• **Texto base**:
┄┄┄┄┄┄┄┄┄┄
Esquerdas e esquerdismo, um livro de Octavio Rodriguez de Araujo
[Prefácio](1)

Miguel Urbano Rodrigues

Novembro de 2004


Fonte: http://resistir.info

Transcrição e HTML: Fernando Araújo.


Não é uma história das esquerdas. Nem um ensaio filosófico.

O autor oferece-nos uma reflexão sobre o caminhar das esquerdas desde o período que precedeu a Revolução francesa de 1789, com especial atenção para o confuso panorama que elas apresentam hoje, após a implosão da URSS.

Como se fora num filme, ilumina as novas esquerdas e os esquerdismos que proliferam como cogumelos enquanto tradicionais partidos operários entram em decadência ou desaparecem. Sabe-se o que essas esquerdas rejeitam, mas não é claro o seu discurso. Não se percebe bem o que pretendem e para onde vão.
┄┄┄┄┄┄┄┄┄┄
• **Extratos dos dados**:
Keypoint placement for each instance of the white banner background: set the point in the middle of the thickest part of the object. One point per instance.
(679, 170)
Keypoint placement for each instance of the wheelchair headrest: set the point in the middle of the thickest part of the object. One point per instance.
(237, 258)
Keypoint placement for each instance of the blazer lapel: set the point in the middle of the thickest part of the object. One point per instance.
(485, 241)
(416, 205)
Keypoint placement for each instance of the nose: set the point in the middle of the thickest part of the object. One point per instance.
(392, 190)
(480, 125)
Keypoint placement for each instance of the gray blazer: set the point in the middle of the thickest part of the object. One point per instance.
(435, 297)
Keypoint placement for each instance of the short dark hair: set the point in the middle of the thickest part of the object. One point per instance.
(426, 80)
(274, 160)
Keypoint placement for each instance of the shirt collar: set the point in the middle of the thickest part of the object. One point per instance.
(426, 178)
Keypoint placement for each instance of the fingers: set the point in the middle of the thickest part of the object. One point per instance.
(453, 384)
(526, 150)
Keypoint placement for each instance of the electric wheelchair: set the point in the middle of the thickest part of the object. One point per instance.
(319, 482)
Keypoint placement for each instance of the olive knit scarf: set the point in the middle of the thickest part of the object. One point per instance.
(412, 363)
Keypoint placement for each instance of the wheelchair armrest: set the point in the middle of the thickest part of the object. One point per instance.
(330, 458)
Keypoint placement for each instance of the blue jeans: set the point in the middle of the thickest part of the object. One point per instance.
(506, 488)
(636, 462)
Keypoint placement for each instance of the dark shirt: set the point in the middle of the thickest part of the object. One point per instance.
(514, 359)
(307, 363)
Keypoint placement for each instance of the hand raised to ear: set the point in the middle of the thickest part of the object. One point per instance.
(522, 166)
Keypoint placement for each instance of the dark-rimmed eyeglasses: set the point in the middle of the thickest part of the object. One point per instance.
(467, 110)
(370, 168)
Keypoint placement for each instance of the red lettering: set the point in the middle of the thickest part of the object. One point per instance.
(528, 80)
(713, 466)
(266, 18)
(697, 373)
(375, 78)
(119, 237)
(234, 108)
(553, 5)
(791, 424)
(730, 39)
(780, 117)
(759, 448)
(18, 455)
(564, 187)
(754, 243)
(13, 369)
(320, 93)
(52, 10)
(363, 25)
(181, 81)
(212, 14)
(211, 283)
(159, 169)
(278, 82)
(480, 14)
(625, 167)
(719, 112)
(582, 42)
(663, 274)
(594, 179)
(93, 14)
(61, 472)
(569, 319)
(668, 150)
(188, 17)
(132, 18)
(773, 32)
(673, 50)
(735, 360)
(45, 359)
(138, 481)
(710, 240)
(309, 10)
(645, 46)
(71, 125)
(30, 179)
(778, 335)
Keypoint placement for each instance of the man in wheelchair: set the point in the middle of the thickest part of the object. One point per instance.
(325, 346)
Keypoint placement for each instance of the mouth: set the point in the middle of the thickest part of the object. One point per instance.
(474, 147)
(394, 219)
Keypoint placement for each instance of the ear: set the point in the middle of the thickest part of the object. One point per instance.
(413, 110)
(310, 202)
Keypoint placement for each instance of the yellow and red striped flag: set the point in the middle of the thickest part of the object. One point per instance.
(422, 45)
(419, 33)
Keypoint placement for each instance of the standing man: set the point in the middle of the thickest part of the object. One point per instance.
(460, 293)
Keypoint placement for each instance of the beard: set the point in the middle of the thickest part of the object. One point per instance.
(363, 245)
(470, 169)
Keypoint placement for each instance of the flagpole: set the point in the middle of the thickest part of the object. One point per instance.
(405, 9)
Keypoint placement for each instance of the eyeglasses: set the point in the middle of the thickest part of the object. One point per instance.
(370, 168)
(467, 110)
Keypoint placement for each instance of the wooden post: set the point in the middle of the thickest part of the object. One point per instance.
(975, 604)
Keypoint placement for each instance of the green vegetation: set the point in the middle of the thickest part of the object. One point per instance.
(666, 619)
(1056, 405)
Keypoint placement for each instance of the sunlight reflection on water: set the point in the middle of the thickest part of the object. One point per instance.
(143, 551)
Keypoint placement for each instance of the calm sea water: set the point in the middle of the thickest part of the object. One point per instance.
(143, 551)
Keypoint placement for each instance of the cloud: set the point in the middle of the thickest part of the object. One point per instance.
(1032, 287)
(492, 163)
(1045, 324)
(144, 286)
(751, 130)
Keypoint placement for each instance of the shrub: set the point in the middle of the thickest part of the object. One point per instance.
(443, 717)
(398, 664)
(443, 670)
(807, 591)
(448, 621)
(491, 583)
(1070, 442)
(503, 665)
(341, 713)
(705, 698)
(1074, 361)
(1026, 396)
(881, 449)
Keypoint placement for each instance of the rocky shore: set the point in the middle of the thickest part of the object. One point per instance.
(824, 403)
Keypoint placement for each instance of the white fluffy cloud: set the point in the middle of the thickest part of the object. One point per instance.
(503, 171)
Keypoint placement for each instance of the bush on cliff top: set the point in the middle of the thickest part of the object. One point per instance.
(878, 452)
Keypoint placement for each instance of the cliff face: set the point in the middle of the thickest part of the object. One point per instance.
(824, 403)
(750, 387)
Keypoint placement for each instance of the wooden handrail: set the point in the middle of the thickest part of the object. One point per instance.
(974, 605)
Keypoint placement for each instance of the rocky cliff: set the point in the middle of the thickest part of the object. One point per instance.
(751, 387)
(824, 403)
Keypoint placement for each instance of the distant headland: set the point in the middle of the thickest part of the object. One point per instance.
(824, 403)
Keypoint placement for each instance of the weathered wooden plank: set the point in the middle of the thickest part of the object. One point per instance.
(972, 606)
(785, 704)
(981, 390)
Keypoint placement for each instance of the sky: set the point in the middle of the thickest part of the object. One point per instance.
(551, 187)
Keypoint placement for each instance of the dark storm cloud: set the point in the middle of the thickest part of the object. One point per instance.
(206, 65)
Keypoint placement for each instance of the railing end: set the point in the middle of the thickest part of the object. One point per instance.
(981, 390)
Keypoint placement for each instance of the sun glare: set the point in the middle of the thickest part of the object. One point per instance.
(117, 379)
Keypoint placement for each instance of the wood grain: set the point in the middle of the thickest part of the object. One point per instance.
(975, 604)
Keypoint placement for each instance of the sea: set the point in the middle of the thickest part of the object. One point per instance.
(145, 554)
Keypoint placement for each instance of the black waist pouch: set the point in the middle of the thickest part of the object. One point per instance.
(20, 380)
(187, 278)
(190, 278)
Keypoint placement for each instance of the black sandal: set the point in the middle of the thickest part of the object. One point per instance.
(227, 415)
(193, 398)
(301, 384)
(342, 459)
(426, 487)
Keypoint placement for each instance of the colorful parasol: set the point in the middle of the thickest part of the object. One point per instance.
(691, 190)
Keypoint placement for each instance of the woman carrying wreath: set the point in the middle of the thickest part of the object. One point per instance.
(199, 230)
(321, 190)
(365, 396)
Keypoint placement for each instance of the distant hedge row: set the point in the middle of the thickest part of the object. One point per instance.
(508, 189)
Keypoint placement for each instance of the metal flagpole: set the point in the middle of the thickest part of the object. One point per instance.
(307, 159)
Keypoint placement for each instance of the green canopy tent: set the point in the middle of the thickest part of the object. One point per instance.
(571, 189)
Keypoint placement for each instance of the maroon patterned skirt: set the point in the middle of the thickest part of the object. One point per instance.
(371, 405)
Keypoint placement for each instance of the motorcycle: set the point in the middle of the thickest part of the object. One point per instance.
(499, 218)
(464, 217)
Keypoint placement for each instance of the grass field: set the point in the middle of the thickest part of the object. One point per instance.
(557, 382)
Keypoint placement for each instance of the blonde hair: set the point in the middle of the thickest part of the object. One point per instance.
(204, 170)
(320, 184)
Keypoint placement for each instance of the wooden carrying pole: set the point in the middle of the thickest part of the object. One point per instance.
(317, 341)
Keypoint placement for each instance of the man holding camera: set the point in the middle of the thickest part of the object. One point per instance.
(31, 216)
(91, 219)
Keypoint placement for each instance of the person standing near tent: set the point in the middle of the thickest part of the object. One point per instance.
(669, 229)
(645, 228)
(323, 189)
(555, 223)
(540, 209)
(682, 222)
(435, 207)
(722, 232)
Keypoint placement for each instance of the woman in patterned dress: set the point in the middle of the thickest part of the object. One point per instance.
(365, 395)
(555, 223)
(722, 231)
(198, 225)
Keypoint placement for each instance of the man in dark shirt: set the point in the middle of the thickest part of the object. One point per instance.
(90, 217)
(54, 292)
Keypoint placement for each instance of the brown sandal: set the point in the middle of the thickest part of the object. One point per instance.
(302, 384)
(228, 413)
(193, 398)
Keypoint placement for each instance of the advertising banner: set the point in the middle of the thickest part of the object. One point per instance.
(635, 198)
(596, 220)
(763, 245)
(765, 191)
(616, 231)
┄┄┄┄┄┄┄┄┄┄
• **Desafio**:
Segundo o texto base, a partir de que período o autor reflete sobre o caminhar das esquerdas?

• **Resultado do exercício**:
A partir do período que precedeu a Revolução francesa de 1789.